Task instructions
Extend the mailing-list thread below about speeding up Gelly on skewed graphs, starting right after its final line.

I think skewed graphs can be considered quite common, i.e., not a corner
case.
So if there is code to significantly speed up computations on such graphs,
this would definitely be interesting for Gelly, IMO.

Would it be possible to integrate your approach with existing library
algorithms and offer a switch (boolean parameter) to execute the algorithm
either with the regular implementation or the skewed-optimized
implementation? That requires of course that both methods are semantically
equivalent, i.e., produce exactly the same result. If that is given, this
would be similar to choosing between a hash- and a sort-based join
algorithm.

2015-08-12 16:07 GMT+02:00 Stephan Ewen <se...@apache.org>:

> Same here as for Max, I am not familiar enough any more to make really good
> comments.

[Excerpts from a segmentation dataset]
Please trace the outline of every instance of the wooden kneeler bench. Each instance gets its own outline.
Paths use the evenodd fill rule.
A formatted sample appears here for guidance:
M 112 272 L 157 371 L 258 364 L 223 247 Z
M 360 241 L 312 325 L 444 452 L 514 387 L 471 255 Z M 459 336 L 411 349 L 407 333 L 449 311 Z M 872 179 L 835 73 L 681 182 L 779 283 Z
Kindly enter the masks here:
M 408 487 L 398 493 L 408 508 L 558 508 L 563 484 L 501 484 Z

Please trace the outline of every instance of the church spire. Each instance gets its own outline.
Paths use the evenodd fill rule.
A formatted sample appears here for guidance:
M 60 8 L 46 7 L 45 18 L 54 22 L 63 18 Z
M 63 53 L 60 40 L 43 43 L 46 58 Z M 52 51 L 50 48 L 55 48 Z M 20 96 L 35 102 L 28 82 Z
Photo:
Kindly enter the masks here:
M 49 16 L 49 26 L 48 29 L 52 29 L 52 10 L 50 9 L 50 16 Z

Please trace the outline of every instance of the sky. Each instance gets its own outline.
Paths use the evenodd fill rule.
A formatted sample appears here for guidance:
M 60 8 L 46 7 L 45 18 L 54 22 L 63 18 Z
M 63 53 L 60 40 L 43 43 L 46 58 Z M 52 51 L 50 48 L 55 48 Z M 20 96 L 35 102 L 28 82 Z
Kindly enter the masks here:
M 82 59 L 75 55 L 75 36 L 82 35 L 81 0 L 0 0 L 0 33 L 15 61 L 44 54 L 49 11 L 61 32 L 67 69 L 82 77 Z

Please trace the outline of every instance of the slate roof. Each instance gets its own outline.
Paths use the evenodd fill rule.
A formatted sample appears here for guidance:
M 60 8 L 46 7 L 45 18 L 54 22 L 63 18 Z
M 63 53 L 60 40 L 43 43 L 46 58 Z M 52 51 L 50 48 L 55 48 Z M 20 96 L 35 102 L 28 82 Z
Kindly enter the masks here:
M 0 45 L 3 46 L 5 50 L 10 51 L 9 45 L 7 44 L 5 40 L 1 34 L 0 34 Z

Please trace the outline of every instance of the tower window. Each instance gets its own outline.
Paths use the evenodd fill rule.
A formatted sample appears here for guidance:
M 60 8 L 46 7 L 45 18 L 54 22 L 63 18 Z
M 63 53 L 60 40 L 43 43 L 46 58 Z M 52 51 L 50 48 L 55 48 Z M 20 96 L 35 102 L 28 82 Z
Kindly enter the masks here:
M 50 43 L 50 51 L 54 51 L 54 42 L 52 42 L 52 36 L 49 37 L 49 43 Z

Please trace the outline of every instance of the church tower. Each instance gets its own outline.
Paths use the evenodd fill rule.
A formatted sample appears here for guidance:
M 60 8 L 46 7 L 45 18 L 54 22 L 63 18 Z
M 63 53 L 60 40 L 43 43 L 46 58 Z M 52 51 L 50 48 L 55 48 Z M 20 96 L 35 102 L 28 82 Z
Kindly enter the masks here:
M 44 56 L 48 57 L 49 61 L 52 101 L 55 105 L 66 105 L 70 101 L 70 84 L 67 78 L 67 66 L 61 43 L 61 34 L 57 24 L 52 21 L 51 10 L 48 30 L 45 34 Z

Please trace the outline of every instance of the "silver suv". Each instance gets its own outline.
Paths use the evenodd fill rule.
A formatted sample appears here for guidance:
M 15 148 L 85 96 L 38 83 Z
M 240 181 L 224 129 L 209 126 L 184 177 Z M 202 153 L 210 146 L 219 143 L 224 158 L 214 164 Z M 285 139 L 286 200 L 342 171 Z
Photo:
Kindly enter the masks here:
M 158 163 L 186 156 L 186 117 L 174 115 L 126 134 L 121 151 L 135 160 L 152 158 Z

Task output
>
> Some generic comments, though:
>
>   - Check whether you really need a technique. Techniques that improve
> corner cases, but make the code much more complex and make the behavior of
> algorithms less robust are often better to leave out.
>
>   - It is usually easier to something as an optional extension, rather then
> adding it to a core operation. Easier to add, easier to remove if one finds
> that it does not work out as anticipated in hind sight
>
>   - If it works as a Gelly extension, you can always put it on your own
> github repository. The Gelly docs could list a set of known
> algorithms/operations on top of Gelly. If the interest in the extension is
> high, you can still reconsider to move it into the core codebase.
>
> Stephan
>
>
>
> On Wed, Aug 12, 2015 at 2:35 PM, Maximilian Michels <m...@apache.org>
> wrote:
>
> > I think this is a decision to be made by the people involved in the Gelly
> > library. I'm not very familiar with graph processing libraries. Thus, it
> is
> > hard for me to asses the value of this contribution.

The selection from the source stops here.